Directions — Write out every record below exactly, leaving the pictures out.

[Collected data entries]
----------------
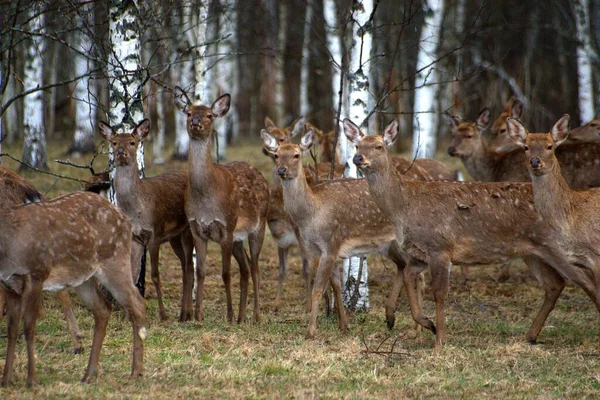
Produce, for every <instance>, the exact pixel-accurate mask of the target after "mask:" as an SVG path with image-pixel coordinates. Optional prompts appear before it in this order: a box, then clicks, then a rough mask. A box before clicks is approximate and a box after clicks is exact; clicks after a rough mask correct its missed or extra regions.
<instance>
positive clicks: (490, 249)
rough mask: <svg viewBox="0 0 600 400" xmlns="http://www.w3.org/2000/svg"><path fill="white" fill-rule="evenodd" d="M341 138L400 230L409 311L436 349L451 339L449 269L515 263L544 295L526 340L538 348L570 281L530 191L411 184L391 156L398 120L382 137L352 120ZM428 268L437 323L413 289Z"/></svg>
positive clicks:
----------------
Result of the exercise —
Produce, for every <instance>, the exact pixel-accurate mask of the target after "mask:" as an SVG path with image-pixel coordinates. Optional prompts appear before it in this order: a box, then clicks, then a rough mask. A box before clicks is approximate and a box after clicks is exact; clicks after a rough mask correct its missed or extra regions.
<instance>
positive clicks: (490, 249)
rough mask: <svg viewBox="0 0 600 400" xmlns="http://www.w3.org/2000/svg"><path fill="white" fill-rule="evenodd" d="M341 138L400 230L409 311L436 349L451 339L449 269L515 263L544 295L526 340L538 348L570 281L530 191L411 184L391 156L398 120L382 137L352 120ZM428 268L437 323L413 289Z"/></svg>
positive clicks:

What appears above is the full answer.